### [Given passage]
/---

- The Washington Times - Friday, August 28, 2009

GUANGZHOU, China

Government-backed neighborhood groups are going door to door in southern China’s gritty business capital with a set of simple requests: Please stop spitting in public, cutting in bus lines and talking loudly in the streets.

It’s all part of a campaign in Guangzhou, China’s third-wealthiest metropolis, to win the coveted “Civilized City” award - an annual ritual that sparks months of frantic scrubbing and buffing in cities across China.

Women wearing red armbands patrol the streets and pick up cigarette butts. Volunteer crossing guards with yellow flags and whistles make sure people wait for green lights. Beggars, even those with legs withered by polio, are banished from their usual haunts on pedestrian bridges.

While some citizens remain skeptical of the cleanup drive, it jibes with Chinese leaders’ goal of shifting away from the blind pursuit of blistering economic growth at any cost. They want to focus more on creating a spiffier, healthier, more cultured and harmonious society.

Each year, the central government awards the prized designation to one or more cities, and it is a big deal for Guangzhou, once known as Canton, as it tries to shed a reputation for being dirty and crime-ridden. Next year, this historic port city of 10 million people hosts the Asian Games - the region’s equivalent of the Olympics - that will draw 25,000 athletes, coaches and journalists from 45 countries.

\---

### [What is asked]
**A)** According to the Guangzhou article, how many athletes, coaches and journalists will the Asian Games draw?
**B)** In the entries, could you swap "motorcycle" for "motorbike" in the lines beginning with the one that contains "# point at: the green shrub" and going on through the one that contains "(1081, 346)", changing nothing else and returning only those lines?
The entries have no connection to the Guangzhou article.

### [Supplied information]
/---

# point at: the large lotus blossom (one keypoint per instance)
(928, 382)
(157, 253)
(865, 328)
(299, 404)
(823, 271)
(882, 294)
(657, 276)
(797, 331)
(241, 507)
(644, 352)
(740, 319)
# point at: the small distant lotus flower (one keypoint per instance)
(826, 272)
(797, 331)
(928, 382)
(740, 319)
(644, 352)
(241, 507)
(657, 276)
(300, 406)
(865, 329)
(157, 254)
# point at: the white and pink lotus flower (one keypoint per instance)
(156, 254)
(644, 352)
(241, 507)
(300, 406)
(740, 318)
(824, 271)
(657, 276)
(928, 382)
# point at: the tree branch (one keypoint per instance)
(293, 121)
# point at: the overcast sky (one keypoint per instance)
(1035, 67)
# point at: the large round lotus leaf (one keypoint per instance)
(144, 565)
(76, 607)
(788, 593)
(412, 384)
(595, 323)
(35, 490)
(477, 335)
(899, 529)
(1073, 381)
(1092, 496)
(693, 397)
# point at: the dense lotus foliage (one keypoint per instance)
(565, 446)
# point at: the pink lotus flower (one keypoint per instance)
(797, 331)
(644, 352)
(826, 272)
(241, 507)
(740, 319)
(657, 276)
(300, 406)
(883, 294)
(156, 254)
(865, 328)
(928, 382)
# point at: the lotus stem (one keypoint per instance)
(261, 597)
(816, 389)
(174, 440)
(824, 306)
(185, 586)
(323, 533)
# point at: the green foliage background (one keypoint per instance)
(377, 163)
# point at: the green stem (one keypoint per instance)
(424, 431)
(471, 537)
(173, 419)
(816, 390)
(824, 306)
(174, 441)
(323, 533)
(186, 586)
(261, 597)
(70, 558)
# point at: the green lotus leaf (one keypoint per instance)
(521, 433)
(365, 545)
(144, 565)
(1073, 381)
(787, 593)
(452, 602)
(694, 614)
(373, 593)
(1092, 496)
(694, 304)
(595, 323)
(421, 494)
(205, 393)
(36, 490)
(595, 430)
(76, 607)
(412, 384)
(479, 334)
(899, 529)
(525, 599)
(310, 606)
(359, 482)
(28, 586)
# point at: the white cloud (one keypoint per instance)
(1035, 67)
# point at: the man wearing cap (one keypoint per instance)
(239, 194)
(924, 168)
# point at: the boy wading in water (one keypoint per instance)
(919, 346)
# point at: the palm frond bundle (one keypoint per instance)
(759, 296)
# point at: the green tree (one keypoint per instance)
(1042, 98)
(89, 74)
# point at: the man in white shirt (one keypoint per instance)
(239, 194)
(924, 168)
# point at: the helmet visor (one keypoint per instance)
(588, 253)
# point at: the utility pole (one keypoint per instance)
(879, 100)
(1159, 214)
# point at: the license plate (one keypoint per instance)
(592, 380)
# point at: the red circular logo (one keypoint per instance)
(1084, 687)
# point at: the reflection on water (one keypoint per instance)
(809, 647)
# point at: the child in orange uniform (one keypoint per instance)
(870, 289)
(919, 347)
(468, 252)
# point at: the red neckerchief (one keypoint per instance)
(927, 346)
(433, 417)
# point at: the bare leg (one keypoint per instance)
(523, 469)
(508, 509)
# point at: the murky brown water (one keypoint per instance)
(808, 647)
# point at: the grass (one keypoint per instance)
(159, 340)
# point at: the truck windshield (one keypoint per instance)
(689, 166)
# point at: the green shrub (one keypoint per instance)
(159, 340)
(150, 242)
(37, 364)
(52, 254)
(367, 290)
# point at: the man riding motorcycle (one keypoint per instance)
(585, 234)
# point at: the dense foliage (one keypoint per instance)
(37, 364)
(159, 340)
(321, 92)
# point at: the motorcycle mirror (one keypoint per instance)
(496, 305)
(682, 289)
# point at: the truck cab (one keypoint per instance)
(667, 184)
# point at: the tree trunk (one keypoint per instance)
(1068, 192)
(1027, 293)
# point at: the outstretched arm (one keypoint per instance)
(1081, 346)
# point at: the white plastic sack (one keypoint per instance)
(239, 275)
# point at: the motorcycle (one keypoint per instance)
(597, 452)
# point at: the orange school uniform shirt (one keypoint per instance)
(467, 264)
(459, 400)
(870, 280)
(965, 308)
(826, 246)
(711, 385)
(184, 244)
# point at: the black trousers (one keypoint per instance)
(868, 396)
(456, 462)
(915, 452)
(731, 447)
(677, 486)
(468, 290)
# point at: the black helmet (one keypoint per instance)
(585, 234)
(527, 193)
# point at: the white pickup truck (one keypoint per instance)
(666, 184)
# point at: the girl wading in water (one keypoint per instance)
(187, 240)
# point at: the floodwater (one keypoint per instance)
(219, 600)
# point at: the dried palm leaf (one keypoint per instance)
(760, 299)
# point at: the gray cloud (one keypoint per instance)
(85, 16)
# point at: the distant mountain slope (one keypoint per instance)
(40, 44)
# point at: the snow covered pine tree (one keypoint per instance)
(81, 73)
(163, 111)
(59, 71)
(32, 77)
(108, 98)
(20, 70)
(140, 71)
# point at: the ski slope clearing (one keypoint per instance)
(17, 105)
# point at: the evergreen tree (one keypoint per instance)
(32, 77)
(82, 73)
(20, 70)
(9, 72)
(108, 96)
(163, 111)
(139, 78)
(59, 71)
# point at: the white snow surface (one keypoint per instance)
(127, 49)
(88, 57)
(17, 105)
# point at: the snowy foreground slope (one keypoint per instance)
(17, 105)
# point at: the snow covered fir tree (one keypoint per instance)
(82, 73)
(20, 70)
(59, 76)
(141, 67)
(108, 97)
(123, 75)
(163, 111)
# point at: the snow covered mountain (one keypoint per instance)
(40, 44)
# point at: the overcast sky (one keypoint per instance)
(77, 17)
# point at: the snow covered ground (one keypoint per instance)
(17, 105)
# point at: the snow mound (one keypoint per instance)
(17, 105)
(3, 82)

\---

### [Task-by-task solutions]
**A)** 25,000, from 45 countries.

**B)**
# point at: the green shrub (one keypoint per instance)
(159, 340)
(150, 242)
(37, 364)
(52, 254)
(367, 290)
# point at: the man riding motorbike (one keypoint per instance)
(585, 234)
# point at: the dense foliage (one keypoint per instance)
(37, 364)
(159, 340)
(321, 92)
# point at: the motorbike mirror (one keypoint per instance)
(496, 305)
(682, 289)
# point at: the truck cab (one keypoint per instance)
(667, 184)
# point at: the tree trunk (one keypoint per instance)
(1068, 192)
(1027, 293)
# point at: the outstretched arm (one keypoint per instance)
(1081, 346)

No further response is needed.